| WORK TASK |
Determine the number of lines in the data that include the word "wooden", and write only that number.

[Images for object localization]
┄┄┄┄┄┄

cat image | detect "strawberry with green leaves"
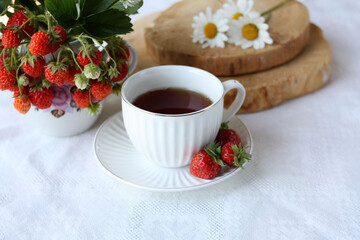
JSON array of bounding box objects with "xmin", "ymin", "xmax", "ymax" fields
[
  {"xmin": 90, "ymin": 81, "xmax": 112, "ymax": 101},
  {"xmin": 65, "ymin": 66, "xmax": 82, "ymax": 85},
  {"xmin": 190, "ymin": 143, "xmax": 225, "ymax": 179},
  {"xmin": 22, "ymin": 55, "xmax": 46, "ymax": 77},
  {"xmin": 73, "ymin": 89, "xmax": 91, "ymax": 108},
  {"xmin": 13, "ymin": 86, "xmax": 31, "ymax": 114},
  {"xmin": 45, "ymin": 61, "xmax": 69, "ymax": 86},
  {"xmin": 29, "ymin": 26, "xmax": 66, "ymax": 56},
  {"xmin": 215, "ymin": 122, "xmax": 242, "ymax": 147},
  {"xmin": 110, "ymin": 62, "xmax": 128, "ymax": 82},
  {"xmin": 0, "ymin": 67, "xmax": 16, "ymax": 91},
  {"xmin": 29, "ymin": 86, "xmax": 53, "ymax": 109},
  {"xmin": 221, "ymin": 142, "xmax": 251, "ymax": 168},
  {"xmin": 7, "ymin": 10, "xmax": 34, "ymax": 36},
  {"xmin": 2, "ymin": 29, "xmax": 22, "ymax": 49},
  {"xmin": 77, "ymin": 45, "xmax": 102, "ymax": 67}
]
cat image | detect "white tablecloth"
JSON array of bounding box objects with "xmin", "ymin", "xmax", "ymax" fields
[{"xmin": 1, "ymin": 1, "xmax": 360, "ymax": 239}]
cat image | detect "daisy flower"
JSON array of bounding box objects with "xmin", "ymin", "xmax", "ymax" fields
[
  {"xmin": 220, "ymin": 0, "xmax": 258, "ymax": 21},
  {"xmin": 192, "ymin": 7, "xmax": 229, "ymax": 48},
  {"xmin": 120, "ymin": 0, "xmax": 141, "ymax": 9},
  {"xmin": 227, "ymin": 15, "xmax": 273, "ymax": 49}
]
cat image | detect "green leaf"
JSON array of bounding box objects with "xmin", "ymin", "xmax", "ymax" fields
[
  {"xmin": 82, "ymin": 9, "xmax": 132, "ymax": 38},
  {"xmin": 45, "ymin": 0, "xmax": 78, "ymax": 29},
  {"xmin": 16, "ymin": 0, "xmax": 39, "ymax": 12},
  {"xmin": 111, "ymin": 0, "xmax": 143, "ymax": 15},
  {"xmin": 0, "ymin": 0, "xmax": 11, "ymax": 14},
  {"xmin": 79, "ymin": 0, "xmax": 115, "ymax": 17}
]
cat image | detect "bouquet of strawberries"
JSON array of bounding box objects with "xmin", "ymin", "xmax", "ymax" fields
[{"xmin": 0, "ymin": 0, "xmax": 142, "ymax": 115}]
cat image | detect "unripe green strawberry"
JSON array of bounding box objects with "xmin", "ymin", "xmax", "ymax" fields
[
  {"xmin": 74, "ymin": 73, "xmax": 89, "ymax": 90},
  {"xmin": 84, "ymin": 63, "xmax": 101, "ymax": 79}
]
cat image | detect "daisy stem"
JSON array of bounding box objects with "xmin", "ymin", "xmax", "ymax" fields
[{"xmin": 260, "ymin": 0, "xmax": 295, "ymax": 16}]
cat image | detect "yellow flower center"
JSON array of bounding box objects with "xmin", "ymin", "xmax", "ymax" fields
[
  {"xmin": 203, "ymin": 23, "xmax": 218, "ymax": 39},
  {"xmin": 232, "ymin": 12, "xmax": 243, "ymax": 20},
  {"xmin": 242, "ymin": 23, "xmax": 259, "ymax": 40}
]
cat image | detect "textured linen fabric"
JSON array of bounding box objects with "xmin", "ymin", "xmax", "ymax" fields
[{"xmin": 1, "ymin": 0, "xmax": 360, "ymax": 239}]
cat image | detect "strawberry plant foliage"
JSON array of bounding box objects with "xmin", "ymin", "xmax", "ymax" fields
[{"xmin": 0, "ymin": 0, "xmax": 138, "ymax": 115}]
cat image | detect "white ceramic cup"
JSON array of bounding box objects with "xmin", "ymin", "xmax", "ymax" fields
[{"xmin": 121, "ymin": 65, "xmax": 246, "ymax": 168}]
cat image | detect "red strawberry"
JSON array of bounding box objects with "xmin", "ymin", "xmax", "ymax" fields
[
  {"xmin": 2, "ymin": 29, "xmax": 22, "ymax": 49},
  {"xmin": 22, "ymin": 55, "xmax": 46, "ymax": 77},
  {"xmin": 221, "ymin": 142, "xmax": 252, "ymax": 167},
  {"xmin": 45, "ymin": 62, "xmax": 69, "ymax": 86},
  {"xmin": 0, "ymin": 67, "xmax": 16, "ymax": 91},
  {"xmin": 189, "ymin": 144, "xmax": 224, "ymax": 179},
  {"xmin": 111, "ymin": 62, "xmax": 128, "ymax": 82},
  {"xmin": 48, "ymin": 26, "xmax": 66, "ymax": 53},
  {"xmin": 109, "ymin": 47, "xmax": 130, "ymax": 60},
  {"xmin": 215, "ymin": 122, "xmax": 241, "ymax": 147},
  {"xmin": 7, "ymin": 10, "xmax": 34, "ymax": 36},
  {"xmin": 29, "ymin": 87, "xmax": 53, "ymax": 109},
  {"xmin": 77, "ymin": 48, "xmax": 102, "ymax": 66},
  {"xmin": 13, "ymin": 87, "xmax": 31, "ymax": 114},
  {"xmin": 65, "ymin": 66, "xmax": 82, "ymax": 85},
  {"xmin": 29, "ymin": 31, "xmax": 51, "ymax": 56},
  {"xmin": 73, "ymin": 89, "xmax": 91, "ymax": 108},
  {"xmin": 14, "ymin": 86, "xmax": 30, "ymax": 96},
  {"xmin": 90, "ymin": 81, "xmax": 112, "ymax": 100}
]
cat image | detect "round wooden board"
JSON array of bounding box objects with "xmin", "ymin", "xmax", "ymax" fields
[
  {"xmin": 124, "ymin": 13, "xmax": 332, "ymax": 113},
  {"xmin": 145, "ymin": 0, "xmax": 310, "ymax": 76}
]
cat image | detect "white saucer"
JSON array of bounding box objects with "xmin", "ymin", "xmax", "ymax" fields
[{"xmin": 94, "ymin": 112, "xmax": 253, "ymax": 192}]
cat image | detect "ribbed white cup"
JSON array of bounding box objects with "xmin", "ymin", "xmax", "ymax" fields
[{"xmin": 121, "ymin": 66, "xmax": 245, "ymax": 168}]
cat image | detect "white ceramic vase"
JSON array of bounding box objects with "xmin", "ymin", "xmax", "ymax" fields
[{"xmin": 27, "ymin": 41, "xmax": 138, "ymax": 137}]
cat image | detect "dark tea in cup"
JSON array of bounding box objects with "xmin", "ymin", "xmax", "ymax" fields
[{"xmin": 132, "ymin": 88, "xmax": 212, "ymax": 114}]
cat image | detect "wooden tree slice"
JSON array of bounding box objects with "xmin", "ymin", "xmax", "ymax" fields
[
  {"xmin": 124, "ymin": 14, "xmax": 332, "ymax": 113},
  {"xmin": 145, "ymin": 0, "xmax": 310, "ymax": 76}
]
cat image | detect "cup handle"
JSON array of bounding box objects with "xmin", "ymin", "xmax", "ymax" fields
[
  {"xmin": 127, "ymin": 42, "xmax": 138, "ymax": 76},
  {"xmin": 222, "ymin": 80, "xmax": 246, "ymax": 122}
]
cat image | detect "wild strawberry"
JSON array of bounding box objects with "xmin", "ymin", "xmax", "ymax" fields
[
  {"xmin": 0, "ymin": 67, "xmax": 16, "ymax": 91},
  {"xmin": 189, "ymin": 144, "xmax": 224, "ymax": 179},
  {"xmin": 29, "ymin": 87, "xmax": 53, "ymax": 109},
  {"xmin": 109, "ymin": 47, "xmax": 130, "ymax": 60},
  {"xmin": 73, "ymin": 89, "xmax": 91, "ymax": 108},
  {"xmin": 2, "ymin": 29, "xmax": 22, "ymax": 49},
  {"xmin": 65, "ymin": 66, "xmax": 82, "ymax": 85},
  {"xmin": 29, "ymin": 31, "xmax": 51, "ymax": 56},
  {"xmin": 107, "ymin": 37, "xmax": 130, "ymax": 60},
  {"xmin": 83, "ymin": 63, "xmax": 101, "ymax": 79},
  {"xmin": 14, "ymin": 86, "xmax": 30, "ymax": 96},
  {"xmin": 22, "ymin": 55, "xmax": 46, "ymax": 77},
  {"xmin": 111, "ymin": 62, "xmax": 128, "ymax": 82},
  {"xmin": 215, "ymin": 122, "xmax": 241, "ymax": 147},
  {"xmin": 90, "ymin": 81, "xmax": 112, "ymax": 101},
  {"xmin": 77, "ymin": 46, "xmax": 102, "ymax": 66},
  {"xmin": 74, "ymin": 73, "xmax": 89, "ymax": 90},
  {"xmin": 13, "ymin": 87, "xmax": 31, "ymax": 114},
  {"xmin": 45, "ymin": 62, "xmax": 69, "ymax": 86},
  {"xmin": 48, "ymin": 26, "xmax": 66, "ymax": 53},
  {"xmin": 221, "ymin": 142, "xmax": 252, "ymax": 167},
  {"xmin": 7, "ymin": 10, "xmax": 34, "ymax": 36}
]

┄┄┄┄┄┄

| TASK RESULT |
2